Region pointing data
******************************
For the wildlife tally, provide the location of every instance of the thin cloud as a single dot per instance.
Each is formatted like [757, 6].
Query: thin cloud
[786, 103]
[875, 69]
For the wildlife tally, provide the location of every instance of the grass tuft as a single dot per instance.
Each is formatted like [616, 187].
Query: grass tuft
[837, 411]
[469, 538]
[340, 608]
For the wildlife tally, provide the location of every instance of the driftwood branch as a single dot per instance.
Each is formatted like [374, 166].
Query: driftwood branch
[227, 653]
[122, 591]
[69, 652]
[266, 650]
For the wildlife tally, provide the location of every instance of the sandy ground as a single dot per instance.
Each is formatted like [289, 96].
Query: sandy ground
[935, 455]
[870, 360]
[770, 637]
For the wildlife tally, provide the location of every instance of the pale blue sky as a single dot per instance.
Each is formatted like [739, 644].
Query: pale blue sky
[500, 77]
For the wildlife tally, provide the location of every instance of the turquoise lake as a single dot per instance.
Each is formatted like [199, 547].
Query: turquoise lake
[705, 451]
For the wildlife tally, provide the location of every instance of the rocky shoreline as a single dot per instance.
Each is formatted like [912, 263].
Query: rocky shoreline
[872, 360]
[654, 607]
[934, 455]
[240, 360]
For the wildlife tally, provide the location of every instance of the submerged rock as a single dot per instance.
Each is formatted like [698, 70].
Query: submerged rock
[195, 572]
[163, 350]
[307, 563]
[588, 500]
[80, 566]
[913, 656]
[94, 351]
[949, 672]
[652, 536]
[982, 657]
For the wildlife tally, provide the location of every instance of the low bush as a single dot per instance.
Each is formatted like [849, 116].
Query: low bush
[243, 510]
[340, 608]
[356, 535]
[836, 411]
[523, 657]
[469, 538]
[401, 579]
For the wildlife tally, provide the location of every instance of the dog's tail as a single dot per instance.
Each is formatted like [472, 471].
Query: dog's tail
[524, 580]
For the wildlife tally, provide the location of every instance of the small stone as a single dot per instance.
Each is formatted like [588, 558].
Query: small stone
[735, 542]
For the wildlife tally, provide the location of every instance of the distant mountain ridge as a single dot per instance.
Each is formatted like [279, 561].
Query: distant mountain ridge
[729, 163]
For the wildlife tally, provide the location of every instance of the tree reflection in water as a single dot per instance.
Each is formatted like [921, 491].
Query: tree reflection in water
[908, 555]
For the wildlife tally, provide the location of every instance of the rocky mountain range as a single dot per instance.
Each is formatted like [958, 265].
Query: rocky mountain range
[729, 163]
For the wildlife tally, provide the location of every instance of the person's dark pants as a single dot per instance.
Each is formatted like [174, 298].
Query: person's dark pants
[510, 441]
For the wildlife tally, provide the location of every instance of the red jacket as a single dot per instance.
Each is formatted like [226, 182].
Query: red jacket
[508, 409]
******************************
In the entries, find the line containing "Query: distant mountain ridge" and output it and all remaining lines exactly.

Query: distant mountain ridge
[729, 163]
For the wildlife tally, provide the location of every instance of the tree reflection in water as a single dot per instance.
Each is formatted like [921, 491].
Query: tree reflection in water
[908, 555]
For the wildlife tally, provide the location of every instance of the rocky mountain range as a single dot per instance.
Each is formatted like [958, 265].
Query: rocky mountain range
[729, 163]
For the wildlife tally, provide the location of every instance of the person's dark pants as a single dot per instance.
Each is formatted like [174, 298].
Query: person's dark pants
[510, 441]
For the wildlife tally, provide the location of every instance of the red jacket as a single dot per instance.
Each is formatted like [226, 182].
Query: red jacket
[508, 409]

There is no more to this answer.